◆ **Records**:
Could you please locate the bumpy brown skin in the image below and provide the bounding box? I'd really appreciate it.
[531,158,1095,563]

---

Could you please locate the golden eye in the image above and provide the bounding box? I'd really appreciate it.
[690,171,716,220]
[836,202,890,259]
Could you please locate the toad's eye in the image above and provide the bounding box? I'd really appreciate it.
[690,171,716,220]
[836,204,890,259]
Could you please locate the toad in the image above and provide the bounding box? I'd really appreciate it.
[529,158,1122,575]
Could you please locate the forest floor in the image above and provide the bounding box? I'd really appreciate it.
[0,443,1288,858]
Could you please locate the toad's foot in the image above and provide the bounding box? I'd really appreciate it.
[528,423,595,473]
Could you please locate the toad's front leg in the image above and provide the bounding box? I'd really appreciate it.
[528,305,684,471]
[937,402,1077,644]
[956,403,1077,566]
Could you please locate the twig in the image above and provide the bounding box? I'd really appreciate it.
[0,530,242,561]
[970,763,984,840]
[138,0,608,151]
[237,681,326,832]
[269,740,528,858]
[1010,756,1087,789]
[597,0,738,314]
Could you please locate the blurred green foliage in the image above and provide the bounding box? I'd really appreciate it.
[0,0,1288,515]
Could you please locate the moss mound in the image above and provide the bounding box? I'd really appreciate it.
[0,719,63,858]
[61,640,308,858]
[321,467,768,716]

---

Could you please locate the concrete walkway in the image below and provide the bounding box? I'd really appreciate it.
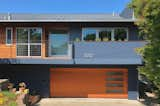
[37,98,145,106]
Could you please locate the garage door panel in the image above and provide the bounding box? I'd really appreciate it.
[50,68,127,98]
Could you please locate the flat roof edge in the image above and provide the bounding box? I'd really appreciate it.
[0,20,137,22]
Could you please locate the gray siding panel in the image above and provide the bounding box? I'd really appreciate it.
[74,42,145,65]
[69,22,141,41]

◆ **Problem to work on**: Please copy out the entries above, starting at the line that contains "Could you please locate the twig" and ending at the line that contains "[321,467,768,716]", with both of those lines included.

◆ **Exercise answer**:
Could you please locate the twig in the image above and provide the bounding box? I'd really appreciate it.
[0,530,242,561]
[970,763,984,840]
[138,0,608,151]
[237,681,326,832]
[269,740,528,858]
[1010,756,1087,789]
[597,0,738,314]
Could you please locate the blurred green foliage in the image above and provide the bounding box? I'd really appreciate it.
[0,0,1288,515]
Could you please locate the moss mound in the image above and provide the bounding box? I'd really appreciate it.
[0,719,63,858]
[61,640,308,858]
[321,467,768,716]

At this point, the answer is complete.